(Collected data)
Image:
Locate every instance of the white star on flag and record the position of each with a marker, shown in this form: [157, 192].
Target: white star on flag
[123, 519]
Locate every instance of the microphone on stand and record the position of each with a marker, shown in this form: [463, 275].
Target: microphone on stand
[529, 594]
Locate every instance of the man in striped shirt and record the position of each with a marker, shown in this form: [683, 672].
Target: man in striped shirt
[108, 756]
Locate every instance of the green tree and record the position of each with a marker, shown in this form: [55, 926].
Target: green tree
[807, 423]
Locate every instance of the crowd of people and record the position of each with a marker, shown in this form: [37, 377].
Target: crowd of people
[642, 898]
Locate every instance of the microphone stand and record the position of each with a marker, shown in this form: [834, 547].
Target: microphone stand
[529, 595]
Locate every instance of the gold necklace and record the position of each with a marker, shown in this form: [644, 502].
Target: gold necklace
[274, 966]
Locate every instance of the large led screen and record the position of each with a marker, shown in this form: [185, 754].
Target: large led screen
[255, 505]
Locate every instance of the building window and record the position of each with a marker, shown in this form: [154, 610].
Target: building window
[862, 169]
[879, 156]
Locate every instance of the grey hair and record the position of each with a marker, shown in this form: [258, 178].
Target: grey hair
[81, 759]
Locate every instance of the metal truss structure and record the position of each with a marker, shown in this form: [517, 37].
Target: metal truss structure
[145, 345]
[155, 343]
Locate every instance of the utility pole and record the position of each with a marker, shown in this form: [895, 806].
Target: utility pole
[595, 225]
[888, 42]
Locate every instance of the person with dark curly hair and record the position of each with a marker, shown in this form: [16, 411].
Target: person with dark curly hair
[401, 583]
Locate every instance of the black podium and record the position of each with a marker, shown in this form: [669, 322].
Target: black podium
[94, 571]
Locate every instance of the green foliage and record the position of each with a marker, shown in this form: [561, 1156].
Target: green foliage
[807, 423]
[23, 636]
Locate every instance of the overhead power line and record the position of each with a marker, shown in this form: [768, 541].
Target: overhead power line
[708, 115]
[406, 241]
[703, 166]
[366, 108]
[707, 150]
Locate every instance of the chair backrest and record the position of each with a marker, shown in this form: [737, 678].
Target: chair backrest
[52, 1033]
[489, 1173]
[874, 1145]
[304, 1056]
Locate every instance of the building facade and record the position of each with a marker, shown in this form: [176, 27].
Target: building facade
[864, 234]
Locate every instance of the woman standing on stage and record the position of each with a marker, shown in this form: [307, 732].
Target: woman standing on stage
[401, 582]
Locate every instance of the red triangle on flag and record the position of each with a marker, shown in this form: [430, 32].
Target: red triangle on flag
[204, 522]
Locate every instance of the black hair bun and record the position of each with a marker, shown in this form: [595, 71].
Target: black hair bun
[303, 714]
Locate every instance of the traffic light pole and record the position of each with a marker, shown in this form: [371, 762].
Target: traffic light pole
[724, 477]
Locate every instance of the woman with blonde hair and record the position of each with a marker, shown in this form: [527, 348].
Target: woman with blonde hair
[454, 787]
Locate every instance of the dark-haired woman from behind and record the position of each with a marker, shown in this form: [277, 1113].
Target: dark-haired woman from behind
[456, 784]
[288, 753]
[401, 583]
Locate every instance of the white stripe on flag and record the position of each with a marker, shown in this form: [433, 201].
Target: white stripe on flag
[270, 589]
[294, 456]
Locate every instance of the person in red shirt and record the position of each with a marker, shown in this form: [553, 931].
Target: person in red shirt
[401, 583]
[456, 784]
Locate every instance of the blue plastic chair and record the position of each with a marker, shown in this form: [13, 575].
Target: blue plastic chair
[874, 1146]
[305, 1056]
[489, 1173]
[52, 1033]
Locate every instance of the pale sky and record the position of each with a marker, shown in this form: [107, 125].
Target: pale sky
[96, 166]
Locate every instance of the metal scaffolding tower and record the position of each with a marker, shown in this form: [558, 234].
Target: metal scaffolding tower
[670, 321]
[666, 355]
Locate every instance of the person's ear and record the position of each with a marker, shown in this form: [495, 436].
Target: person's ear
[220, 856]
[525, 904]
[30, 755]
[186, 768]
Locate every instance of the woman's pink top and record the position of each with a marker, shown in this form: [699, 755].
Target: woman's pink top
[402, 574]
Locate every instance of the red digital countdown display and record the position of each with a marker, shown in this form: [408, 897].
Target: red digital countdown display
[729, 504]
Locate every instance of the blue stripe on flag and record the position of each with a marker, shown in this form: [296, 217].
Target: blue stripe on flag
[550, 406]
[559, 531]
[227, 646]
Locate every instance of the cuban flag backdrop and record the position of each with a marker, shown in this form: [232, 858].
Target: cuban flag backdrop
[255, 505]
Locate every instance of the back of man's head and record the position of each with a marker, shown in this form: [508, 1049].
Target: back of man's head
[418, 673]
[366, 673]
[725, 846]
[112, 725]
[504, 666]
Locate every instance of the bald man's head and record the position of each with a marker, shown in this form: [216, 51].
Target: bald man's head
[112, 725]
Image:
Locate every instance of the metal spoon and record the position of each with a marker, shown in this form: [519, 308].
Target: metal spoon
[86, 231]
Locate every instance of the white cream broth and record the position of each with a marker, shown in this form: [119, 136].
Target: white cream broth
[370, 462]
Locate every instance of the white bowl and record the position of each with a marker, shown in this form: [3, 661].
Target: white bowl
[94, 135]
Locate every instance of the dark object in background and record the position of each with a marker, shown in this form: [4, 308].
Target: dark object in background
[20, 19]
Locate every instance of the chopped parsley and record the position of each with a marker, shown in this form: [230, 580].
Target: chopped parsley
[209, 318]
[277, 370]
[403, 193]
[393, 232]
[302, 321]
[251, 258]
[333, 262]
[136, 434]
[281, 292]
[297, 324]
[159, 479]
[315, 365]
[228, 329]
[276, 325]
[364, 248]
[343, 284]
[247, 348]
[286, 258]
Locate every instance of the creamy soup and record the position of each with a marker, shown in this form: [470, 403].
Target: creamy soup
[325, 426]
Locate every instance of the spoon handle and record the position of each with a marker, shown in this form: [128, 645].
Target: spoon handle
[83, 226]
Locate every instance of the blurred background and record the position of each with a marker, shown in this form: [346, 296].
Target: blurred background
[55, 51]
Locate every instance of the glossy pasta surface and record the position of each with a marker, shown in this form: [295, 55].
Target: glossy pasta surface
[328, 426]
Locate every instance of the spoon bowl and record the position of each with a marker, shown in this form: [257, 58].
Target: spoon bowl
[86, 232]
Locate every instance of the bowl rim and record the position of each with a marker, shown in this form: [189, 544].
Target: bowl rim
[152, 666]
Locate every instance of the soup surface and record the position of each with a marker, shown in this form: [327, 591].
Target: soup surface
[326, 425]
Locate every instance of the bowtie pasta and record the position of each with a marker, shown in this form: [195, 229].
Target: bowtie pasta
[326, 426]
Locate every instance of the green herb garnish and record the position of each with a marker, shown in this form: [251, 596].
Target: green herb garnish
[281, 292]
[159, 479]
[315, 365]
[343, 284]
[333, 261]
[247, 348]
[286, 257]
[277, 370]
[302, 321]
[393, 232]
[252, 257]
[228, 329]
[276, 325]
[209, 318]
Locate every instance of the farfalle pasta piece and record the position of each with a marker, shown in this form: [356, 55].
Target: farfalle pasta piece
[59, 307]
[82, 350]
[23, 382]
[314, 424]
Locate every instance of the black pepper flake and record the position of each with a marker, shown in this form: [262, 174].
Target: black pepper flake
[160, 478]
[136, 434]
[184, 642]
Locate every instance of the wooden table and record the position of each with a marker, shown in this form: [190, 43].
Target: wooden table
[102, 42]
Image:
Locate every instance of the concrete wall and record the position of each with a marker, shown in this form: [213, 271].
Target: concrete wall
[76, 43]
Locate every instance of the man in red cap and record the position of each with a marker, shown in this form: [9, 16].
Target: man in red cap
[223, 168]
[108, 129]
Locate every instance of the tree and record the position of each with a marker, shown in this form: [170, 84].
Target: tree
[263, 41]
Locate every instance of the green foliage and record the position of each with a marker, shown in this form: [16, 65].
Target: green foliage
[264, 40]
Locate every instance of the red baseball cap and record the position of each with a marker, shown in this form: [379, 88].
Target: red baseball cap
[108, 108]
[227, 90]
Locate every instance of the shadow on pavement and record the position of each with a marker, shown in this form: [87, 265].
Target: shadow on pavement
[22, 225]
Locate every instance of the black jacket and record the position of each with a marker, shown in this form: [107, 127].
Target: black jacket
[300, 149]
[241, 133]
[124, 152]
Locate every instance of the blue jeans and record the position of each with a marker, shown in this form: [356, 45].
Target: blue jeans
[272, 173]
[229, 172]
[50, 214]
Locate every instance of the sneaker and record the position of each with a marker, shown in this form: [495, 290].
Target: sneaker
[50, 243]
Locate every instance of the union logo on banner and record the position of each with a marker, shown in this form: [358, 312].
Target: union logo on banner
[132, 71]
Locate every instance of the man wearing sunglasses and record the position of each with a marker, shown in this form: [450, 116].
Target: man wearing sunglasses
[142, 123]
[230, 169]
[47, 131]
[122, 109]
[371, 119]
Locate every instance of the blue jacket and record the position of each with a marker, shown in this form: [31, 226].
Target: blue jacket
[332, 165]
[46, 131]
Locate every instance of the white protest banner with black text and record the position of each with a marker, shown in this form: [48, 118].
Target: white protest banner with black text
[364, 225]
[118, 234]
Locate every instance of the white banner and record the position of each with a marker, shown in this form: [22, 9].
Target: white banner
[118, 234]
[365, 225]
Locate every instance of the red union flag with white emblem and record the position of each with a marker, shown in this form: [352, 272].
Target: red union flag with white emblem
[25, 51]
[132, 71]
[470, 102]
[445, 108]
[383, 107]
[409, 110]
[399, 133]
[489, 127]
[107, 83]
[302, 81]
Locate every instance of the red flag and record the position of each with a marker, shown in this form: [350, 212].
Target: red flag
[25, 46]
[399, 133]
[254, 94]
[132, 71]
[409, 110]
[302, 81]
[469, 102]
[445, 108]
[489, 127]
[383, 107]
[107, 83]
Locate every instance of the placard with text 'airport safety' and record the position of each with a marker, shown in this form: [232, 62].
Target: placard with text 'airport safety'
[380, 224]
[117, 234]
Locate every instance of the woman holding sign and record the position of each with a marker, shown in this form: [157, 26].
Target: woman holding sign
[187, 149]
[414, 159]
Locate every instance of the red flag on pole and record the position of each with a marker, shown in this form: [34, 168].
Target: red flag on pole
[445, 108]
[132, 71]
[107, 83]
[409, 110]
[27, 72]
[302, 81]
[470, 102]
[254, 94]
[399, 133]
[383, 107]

EXERCISE REQUIREMENTS
Copy exactly, and only, the lines from the one containing "Locate every instance of the placard" through the last line of the listing.

ANSWER FOR THIS EXERCISE
Locate every instance of the placard with text 'airport safety' and record the position of each with a marker, shown in this form: [232, 62].
Target: placard with text 'airport safety'
[380, 224]
[117, 234]
Locate every instance of the woman holding sign and record the position of each with a marker, shown in this form: [157, 26].
Target: woman holding sign
[187, 149]
[414, 159]
Locate every instance of the red flag on pole and record the position of each with a marker, shown in this form: [34, 168].
Target: red flag on pole
[445, 108]
[132, 71]
[107, 83]
[409, 110]
[27, 72]
[302, 81]
[470, 102]
[254, 94]
[399, 133]
[383, 107]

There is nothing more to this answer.